**DOCUMENT EXTRACT:**
__________
What You Need to Have Done

Quote From: chriskramar

I am glad this discussion is going on.

 

If someone would have held my hand years ago and acknowledged that I was living with an addict, and to handle the relationship that way, then my decision making would have been clearer.

 

I truly hope that support becomes available for the people who live with someone who has this addiction.

 

I used to cry to my friends, my mother, even my minister that I was so sad and my husband was doing nothing to contribute to the family.  As long as he had a full time job they insisted that I had to give him his computer time.  I was told that he had a "social anxiety disorder" and that the computer was the only thing to relieve his stress.  His therapists never looked at how he was not functioning in real life.  His social skills decreased over time. 

 

He cannot exist without being the version of himself that he wants to be online. 

 

I even had a marriage therapist suggest that I get my own separate computer and logins so that I could participate online with him.  This was unrealistic because then who would be watching the kids!

 

I was told that I was over reacting too many times, but now see it was because therapists (many of whom were in their 60's at the time) had little or no exposure to online life and could not see its addictive qualities.

 

I doubt that he has found a therapist who really gets it.  But he has to be the one who wants help.  I doubt that he does because what he is doing works for him.  The enablers in his life pat themselves on the back that at least he is not an alcoholic, but don't get it that what he does is equally destructive.

 

 

I rarely post to these message boards but I couldn't let this go unanswered. You should have taken the computer out of the house and gone through therapists until you found one who gets it. If you had physically taken the computer out of the house and gotten him to someone who can see this for what it actually is, an addiction which is even more dangerous than alcohol or illegal drugs because the PC or Mac is so essential to modern life and that you should have taken it out of the house and focused on the serious fallout from your husband's addictionn and the underlying reasons WHY  he went online in the first place.

Before you rip my head off for not knowing what I am talking about, I , when I got  seriously stressed, I crawled into my laptop and would spend most of my day after my work was done for the day on my laptop either surfing the blogs or leave my iChat on and talk to people on my list for most of the given night. My recent new thing is Second Life and it nearly consumed me but my sitiation here pulled me out of it ( A trip to the hospital and a med change seemed to have fixed that) I still use my laptop for work and some surfing, but I do not live online and have no intention of living online ever again.

I feel that your ex can still  be saved and that your divorce was ill considered because you and your husband did  not get to the bottom of why he turned to the net and unplugged himself from the marriage to begin with. You have correctly  said that he is the one that has to admit that he has a problem but with all the enablers that he has, he probably won't. You need to remind him of the reality(Your two kids) and that he cannot hide from them forever. I will be watching the boards for your reply.
__________
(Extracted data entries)

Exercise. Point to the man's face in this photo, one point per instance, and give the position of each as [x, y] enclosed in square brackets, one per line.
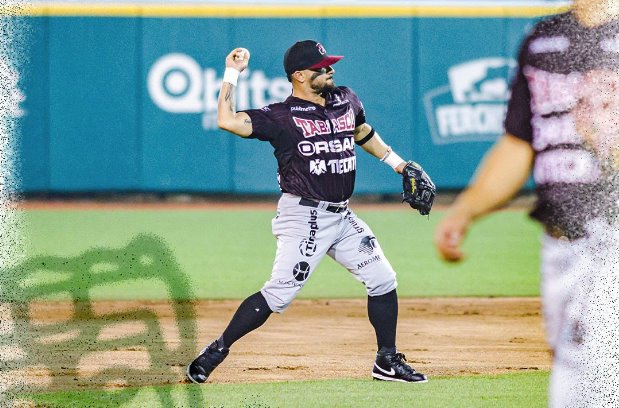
[321, 80]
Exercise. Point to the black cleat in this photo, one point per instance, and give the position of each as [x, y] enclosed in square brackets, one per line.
[391, 366]
[209, 358]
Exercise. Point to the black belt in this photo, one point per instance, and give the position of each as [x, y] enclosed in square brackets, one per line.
[316, 204]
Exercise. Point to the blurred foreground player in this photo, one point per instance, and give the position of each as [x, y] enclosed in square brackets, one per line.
[563, 125]
[314, 133]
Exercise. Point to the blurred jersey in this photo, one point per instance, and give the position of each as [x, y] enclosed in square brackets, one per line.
[565, 103]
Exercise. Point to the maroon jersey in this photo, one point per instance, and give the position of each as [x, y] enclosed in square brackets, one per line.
[314, 144]
[559, 64]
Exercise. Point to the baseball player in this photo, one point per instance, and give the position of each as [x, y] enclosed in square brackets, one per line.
[314, 133]
[563, 124]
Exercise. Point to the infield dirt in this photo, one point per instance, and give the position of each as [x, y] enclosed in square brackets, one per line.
[312, 340]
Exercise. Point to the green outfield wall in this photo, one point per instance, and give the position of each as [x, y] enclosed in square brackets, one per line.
[123, 97]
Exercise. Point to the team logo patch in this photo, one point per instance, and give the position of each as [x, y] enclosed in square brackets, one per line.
[318, 167]
[307, 247]
[367, 245]
[301, 271]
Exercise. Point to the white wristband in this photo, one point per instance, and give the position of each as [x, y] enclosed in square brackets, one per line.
[392, 159]
[231, 75]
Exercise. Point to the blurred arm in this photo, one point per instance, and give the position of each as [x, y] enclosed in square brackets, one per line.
[500, 176]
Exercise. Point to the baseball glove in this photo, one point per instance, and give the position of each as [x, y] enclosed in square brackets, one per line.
[418, 189]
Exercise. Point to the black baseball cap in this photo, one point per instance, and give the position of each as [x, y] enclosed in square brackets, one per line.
[307, 54]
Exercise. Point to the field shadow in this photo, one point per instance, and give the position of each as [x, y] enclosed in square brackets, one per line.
[56, 337]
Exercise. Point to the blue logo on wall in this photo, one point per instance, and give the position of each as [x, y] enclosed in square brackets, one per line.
[177, 84]
[472, 107]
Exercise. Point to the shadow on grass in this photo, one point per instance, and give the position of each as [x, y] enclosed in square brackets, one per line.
[55, 337]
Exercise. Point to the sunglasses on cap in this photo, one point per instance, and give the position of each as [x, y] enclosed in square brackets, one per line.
[321, 71]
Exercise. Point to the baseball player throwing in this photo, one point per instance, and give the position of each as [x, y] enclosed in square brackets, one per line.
[314, 133]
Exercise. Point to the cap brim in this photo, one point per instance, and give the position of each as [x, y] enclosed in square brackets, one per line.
[328, 60]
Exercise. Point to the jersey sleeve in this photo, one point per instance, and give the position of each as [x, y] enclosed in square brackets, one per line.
[519, 115]
[262, 122]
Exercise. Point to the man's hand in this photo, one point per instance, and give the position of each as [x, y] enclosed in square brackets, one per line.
__________
**PROMPT A:** Retype the passage of the forum post on internet addiction that starts at the words "I doubt that he has" and ends after "is equally destructive.".
**PROMPT B:** Put this sentence from the forum post on internet addiction into Spanish: "I truly hope that support becomes available for the people who live with someone who has this addiction."

**TASK RESULT A:**
I doubt that he has found a therapist who really gets it.  But he has to be the one who wants help.  I doubt that he does because what he is doing works for him.  The enablers in his life pat themselves on the back that at least he is not an alcoholic, but don't get it that what he does is equally destructive.

**TASK RESULT B:** Realmente espero que haya apoyo disponible para las personas que viven con alguien que tiene esta adicción.